**Written task**
Reproduce all of the following data line for line, omitting the pictures.

:: Materials provided ::

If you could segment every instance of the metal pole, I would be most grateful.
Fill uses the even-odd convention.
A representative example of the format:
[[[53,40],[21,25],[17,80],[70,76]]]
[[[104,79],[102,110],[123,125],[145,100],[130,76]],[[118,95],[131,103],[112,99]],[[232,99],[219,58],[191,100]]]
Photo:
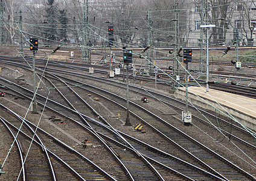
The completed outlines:
[[[126,107],[126,120],[124,125],[132,125],[130,122],[130,119],[129,117],[129,72],[128,72],[128,64],[126,64],[126,100],[127,100],[127,107]]]
[[[186,63],[186,112],[188,112],[188,63]]]
[[[33,112],[36,113],[37,110],[36,110],[36,63],[35,63],[35,58],[34,58],[34,50],[33,51],[33,79],[34,79],[34,104],[33,107]]]
[[[156,89],[156,72],[155,73],[155,89]]]
[[[19,11],[19,30],[21,36],[19,40],[19,52],[23,53],[23,38],[22,38],[22,17],[21,15],[21,13],[22,13],[21,10]]]
[[[235,45],[235,51],[237,52],[237,62],[238,62],[238,39],[237,40]]]
[[[110,47],[110,71],[111,72],[112,71],[112,51],[111,51],[111,46]]]
[[[0,0],[0,45],[2,45],[4,40],[4,5],[3,1]]]
[[[206,92],[209,91],[209,28],[206,28]]]

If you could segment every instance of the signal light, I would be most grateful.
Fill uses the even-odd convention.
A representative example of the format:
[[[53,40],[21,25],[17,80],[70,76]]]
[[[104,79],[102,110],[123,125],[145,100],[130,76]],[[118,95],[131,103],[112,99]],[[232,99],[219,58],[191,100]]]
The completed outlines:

:::

**Task result**
If you could segment every instance of the metal pole, I would be most grateful.
Fill uses the even-odd convention.
A representative example of the format:
[[[53,40],[21,25],[17,80],[70,76]]]
[[[104,79],[102,110],[123,125],[145,100],[130,76]],[[118,95],[131,103],[112,99]],[[232,99],[219,58],[191,100]]]
Photo:
The completed outlines:
[[[126,107],[126,120],[124,125],[132,125],[130,122],[130,119],[129,117],[129,72],[128,72],[128,64],[126,64],[126,100],[127,100],[127,107]]]
[[[186,63],[186,112],[188,112],[188,63]]]
[[[33,112],[36,113],[37,110],[36,110],[36,63],[35,63],[35,58],[34,58],[34,50],[33,51],[33,79],[34,79],[34,104],[33,107]]]
[[[156,89],[156,72],[155,73],[155,89]]]
[[[19,11],[19,30],[21,36],[19,40],[19,52],[23,53],[23,38],[22,38],[22,17],[21,15],[21,13],[22,13],[21,10]]]
[[[235,45],[235,51],[237,52],[237,62],[238,62],[238,39],[237,40]]]
[[[110,47],[110,71],[111,72],[112,71],[112,51],[111,51],[111,46]]]
[[[0,0],[0,45],[2,45],[4,40],[4,5],[3,1]]]
[[[206,92],[209,91],[209,28],[206,28]]]

If you could segment every instance of the signal light, I would be most grateful.
Fill uses the even-odd convention.
A representative example of the format:
[[[53,40],[21,25],[17,80],[70,76]]]
[[[104,79],[102,110],[123,125],[145,100],[130,76]],[[118,95],[131,103],[112,99]],[[232,99],[219,58],[191,100]]]
The completed outlines:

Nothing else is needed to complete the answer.